§ DIRECTIONS:
Extract each line of the records below verbatim, keeping them in their original order.

*** ENTRIES PROVIDED ***

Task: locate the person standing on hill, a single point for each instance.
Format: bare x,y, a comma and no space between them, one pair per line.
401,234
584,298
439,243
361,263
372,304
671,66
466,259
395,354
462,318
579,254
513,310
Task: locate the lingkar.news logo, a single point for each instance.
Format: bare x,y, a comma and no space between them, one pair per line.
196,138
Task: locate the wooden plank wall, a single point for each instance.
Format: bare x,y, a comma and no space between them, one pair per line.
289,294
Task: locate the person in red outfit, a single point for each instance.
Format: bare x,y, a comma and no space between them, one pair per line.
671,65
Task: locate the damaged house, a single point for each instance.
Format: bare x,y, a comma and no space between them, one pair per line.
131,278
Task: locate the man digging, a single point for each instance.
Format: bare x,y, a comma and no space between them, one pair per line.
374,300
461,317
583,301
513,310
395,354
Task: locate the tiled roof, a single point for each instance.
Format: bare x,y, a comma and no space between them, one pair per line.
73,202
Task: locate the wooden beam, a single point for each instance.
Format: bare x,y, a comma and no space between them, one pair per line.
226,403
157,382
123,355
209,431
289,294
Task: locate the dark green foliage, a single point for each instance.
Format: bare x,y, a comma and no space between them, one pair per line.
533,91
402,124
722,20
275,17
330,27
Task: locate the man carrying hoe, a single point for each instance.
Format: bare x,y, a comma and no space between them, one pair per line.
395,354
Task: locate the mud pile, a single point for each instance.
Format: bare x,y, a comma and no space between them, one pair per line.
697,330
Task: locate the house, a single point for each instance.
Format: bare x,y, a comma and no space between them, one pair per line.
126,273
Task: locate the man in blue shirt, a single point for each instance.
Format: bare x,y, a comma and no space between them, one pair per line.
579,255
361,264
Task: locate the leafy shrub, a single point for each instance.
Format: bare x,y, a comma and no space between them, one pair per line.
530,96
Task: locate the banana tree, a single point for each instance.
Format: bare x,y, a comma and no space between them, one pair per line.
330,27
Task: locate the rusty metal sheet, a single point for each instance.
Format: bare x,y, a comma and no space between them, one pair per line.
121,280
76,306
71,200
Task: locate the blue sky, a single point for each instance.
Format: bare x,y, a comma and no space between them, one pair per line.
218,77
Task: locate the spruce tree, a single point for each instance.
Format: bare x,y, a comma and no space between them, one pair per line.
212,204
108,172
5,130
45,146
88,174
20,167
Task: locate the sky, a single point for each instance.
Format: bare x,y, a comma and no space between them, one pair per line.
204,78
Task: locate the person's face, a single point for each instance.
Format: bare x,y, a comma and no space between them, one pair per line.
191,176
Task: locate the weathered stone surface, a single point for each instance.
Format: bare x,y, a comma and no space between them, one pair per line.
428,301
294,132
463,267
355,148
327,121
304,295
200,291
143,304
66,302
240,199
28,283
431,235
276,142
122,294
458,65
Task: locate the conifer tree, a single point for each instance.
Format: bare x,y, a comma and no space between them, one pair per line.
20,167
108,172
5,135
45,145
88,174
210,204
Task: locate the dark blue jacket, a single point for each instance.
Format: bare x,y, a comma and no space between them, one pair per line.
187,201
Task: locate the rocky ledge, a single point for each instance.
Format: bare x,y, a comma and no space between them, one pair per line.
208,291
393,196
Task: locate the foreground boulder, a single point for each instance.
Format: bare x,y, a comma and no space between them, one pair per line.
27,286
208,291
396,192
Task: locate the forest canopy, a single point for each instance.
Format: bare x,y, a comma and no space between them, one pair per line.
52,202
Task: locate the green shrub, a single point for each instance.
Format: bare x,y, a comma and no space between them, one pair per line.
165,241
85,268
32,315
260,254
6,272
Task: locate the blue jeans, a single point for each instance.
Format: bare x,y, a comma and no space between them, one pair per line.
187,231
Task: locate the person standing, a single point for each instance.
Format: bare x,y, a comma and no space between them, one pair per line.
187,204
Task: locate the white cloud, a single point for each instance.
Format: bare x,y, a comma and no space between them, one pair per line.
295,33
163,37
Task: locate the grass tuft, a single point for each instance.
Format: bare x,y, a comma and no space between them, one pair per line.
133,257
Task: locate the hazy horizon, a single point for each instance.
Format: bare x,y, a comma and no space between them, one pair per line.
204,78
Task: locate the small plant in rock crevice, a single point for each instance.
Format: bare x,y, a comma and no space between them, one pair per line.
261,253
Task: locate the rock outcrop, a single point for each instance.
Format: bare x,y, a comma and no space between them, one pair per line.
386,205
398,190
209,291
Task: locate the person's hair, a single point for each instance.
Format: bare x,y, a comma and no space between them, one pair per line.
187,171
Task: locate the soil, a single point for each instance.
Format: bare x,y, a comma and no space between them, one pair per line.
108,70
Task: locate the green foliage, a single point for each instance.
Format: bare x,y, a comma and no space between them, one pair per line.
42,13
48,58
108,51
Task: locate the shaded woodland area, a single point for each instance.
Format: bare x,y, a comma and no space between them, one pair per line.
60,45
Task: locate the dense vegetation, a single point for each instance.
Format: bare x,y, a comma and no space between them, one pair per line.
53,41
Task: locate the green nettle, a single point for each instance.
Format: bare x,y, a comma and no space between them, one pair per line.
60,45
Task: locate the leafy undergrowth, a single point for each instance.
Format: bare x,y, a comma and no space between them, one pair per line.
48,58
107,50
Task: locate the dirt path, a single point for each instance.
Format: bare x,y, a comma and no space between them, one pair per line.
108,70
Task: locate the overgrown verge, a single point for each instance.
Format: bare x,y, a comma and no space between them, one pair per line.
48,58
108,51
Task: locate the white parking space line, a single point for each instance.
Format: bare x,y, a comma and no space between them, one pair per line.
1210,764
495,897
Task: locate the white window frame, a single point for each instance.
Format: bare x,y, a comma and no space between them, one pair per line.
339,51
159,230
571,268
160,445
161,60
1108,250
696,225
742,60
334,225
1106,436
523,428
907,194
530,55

***

§ FULL RESPONSE:
Task: locate the person standing on hill, a single point for each instance.
Format: bare x,y, a comma and no space between them, one pair per line.
401,234
584,298
439,243
361,263
372,304
671,66
466,259
395,354
462,318
579,254
513,310
Task: locate the lingkar.news logo, a single point for each instance.
Format: bare x,y, a comma and no space between them, one pair per line.
196,138
Task: locate the wooden plank wall, a single point for each instance.
Format: bare x,y, a comma and no space between them, one pair per line.
289,294
Task: locate the person in red outfit, a single point for each instance.
Format: bare x,y, a comma and no space between them, one pair per line.
671,65
Task: locate the damaged house, a single point for each instance.
Format: bare x,y, a comma and no space between them, one pair per line.
131,278
Task: locate the man digging, a single point for each instance.
Format: bare x,y, a comma and no space between them, one pair per line.
374,300
461,317
583,301
513,310
395,354
Task: locate the tiled roof, a single point for each instance.
Format: bare x,y, a comma and no space between them, one pair per line.
73,202
Task: locate the wooden beam, a single point for each instance.
Format: bare x,y, a comma and no space between them, one pair per line.
226,403
157,382
123,355
209,431
289,294
Task: locate the dark green foliage, a single point for each instance.
Format: bare x,y, a comma and no space between them, one pair per line.
533,91
402,124
722,20
275,17
330,27
Task: locate the man carrying hoe, a single point for each instance.
Format: bare x,y, a comma and no space between them, one pair per line.
395,354
Task: locate the mud pile, a single point for each instance.
Format: bare x,y, a comma and no space between them, one pair per line.
697,330
Task: locate the house, a single point for each instance.
Format: bare x,y, a comma and no space between them, one pair per line.
126,273
Task: locate the man in blue shirt, a single point for each instance.
Format: bare x,y, a comma and no space between them, one pair per line.
579,255
361,264
Task: locate the leafy shrub, a single point for each instance.
Format: bare x,y, a comma and no space between them, one pair per line.
530,96
Task: locate the banana tree, a single point for each instance.
Format: bare x,y, a comma and no space between them, one pair per line.
330,27
Task: locate the rusty metal sheet, a single point for each instance.
Format: bare x,y, a comma and no space between them, one pair per line.
121,280
76,306
71,200
Task: locate the blue sky, a single point for each instance.
Format: bare x,y, a comma and no space between them, one pair per line.
218,77
Task: locate the spruce tree, a single point for each instance.
Format: bare x,y, a comma and no space between them, one pair per line.
212,204
108,172
5,130
45,146
88,174
20,167
Task: locate the sky, a single point for each instance.
Format: bare x,y, a comma and no space between them, one pair per line.
204,78
Task: locate the person's face, a single point for each instance.
Format: bare x,y, a comma and no space between them, one pair per line.
191,176
Task: locate the weathered stone surface, a single point for each instance.
Format: bare x,y, a comma and no space between them, one pair per line.
428,301
294,132
463,267
355,148
327,121
304,295
200,291
143,304
66,302
240,199
28,283
431,235
276,142
122,294
458,65
Task: locate the conifer tree, a single point for each instance.
Format: bare x,y, a comma and no space between them, one pair per line.
20,167
108,172
5,135
45,145
88,174
210,204
Task: locate the dark blue jacket, a single point for each instance.
Format: bare x,y, a comma and no space between them, one pair per line.
187,201
Task: locate the rocky ledge, a single point for each instance.
Format: bare x,y, a comma and no space between them, one pair per line.
208,291
393,196
Task: locate the foreground boulder, a single point for each instance.
Format: bare x,y, a comma and no space between them, one pair per line.
27,286
208,291
396,192
Task: locate the forest canopy, a single point for each instance.
Format: bare x,y, a comma and no space between them, one pair per line.
52,202
Task: locate the green shrub, a single point for each instance.
Format: bare x,y, a comma and no space between them, one pair per line.
165,241
85,268
32,315
260,254
6,272
Task: locate the blue jeans, a single point for each instance.
Format: bare x,y, a comma and no space between them, one pair per line.
187,231
Task: locate the person standing, a single point for each instance.
Format: bare x,y, a comma and no space between them, one pair per line.
187,204
Task: locate the white cloud, a single point for each instance.
Format: bare x,y, a comma and no space between them, one pair per line.
295,33
163,37
Task: locate the grass tuft, a single point for each instance.
Format: bare x,y, a comma and no space between them, one pair per line.
133,257
Task: locate the hazy horizon, a single point for each instance.
Format: bare x,y, a comma and no space between them, one pair per line.
204,78
Task: locate the small plant in rock crevice, a single point for each instance.
Format: bare x,y, a comma and no space between them, one pair per line.
261,253
Task: locate the rock outcrop, a single point for each instance.
Format: bare x,y, a comma and no space between them, one pair per line.
386,205
398,190
209,291
Task: locate the person's hair, a single point for each instance.
Format: bare x,y, a comma and no space between them, one pair per line.
187,171
Task: locate the soil, a single point for each instance.
Format: bare x,y, a comma and no space between them, one pair per line.
108,70
Task: locate the green foliage, a single point for each instance.
Format: bare x,y, a comma and no space between them, one pair per line.
42,13
48,58
108,51
Task: locate the shaded woodland area, a single point for each instance.
Format: bare x,y, a comma and no space between them, one pair per line.
60,45
Task: locate the dense vegetation, a single point for each instance.
Format: bare x,y, a comma and no space between them, one pair per line.
53,41
Task: locate the green nettle, a single point for each instance.
Format: bare x,y, a comma and no space between them, one pair per line.
60,45
Task: locate the leafy undergrowth, a single point for each instance.
Format: bare x,y, a comma and no space between them, one pair per line.
48,58
107,50
Task: locate the dirt path, a single point for each instance.
Format: bare x,y, a comma and no space between them, one pair per line.
108,70
Task: locate the overgrown verge, a single point for each instance.
Format: bare x,y, a comma and no space between them, one pair per line.
48,58
108,51
Task: locate the white parking space line, a single point for each instance.
Format: bare x,y, a comma and no space between them, one pair per line.
1210,764
495,897
Task: locate the white window frame, a single point for each instance.
Format: bare x,y, a comma and no space between them, one pair per line.
339,51
159,230
571,268
160,445
161,60
1108,250
696,225
742,60
334,225
1106,436
523,428
907,194
530,55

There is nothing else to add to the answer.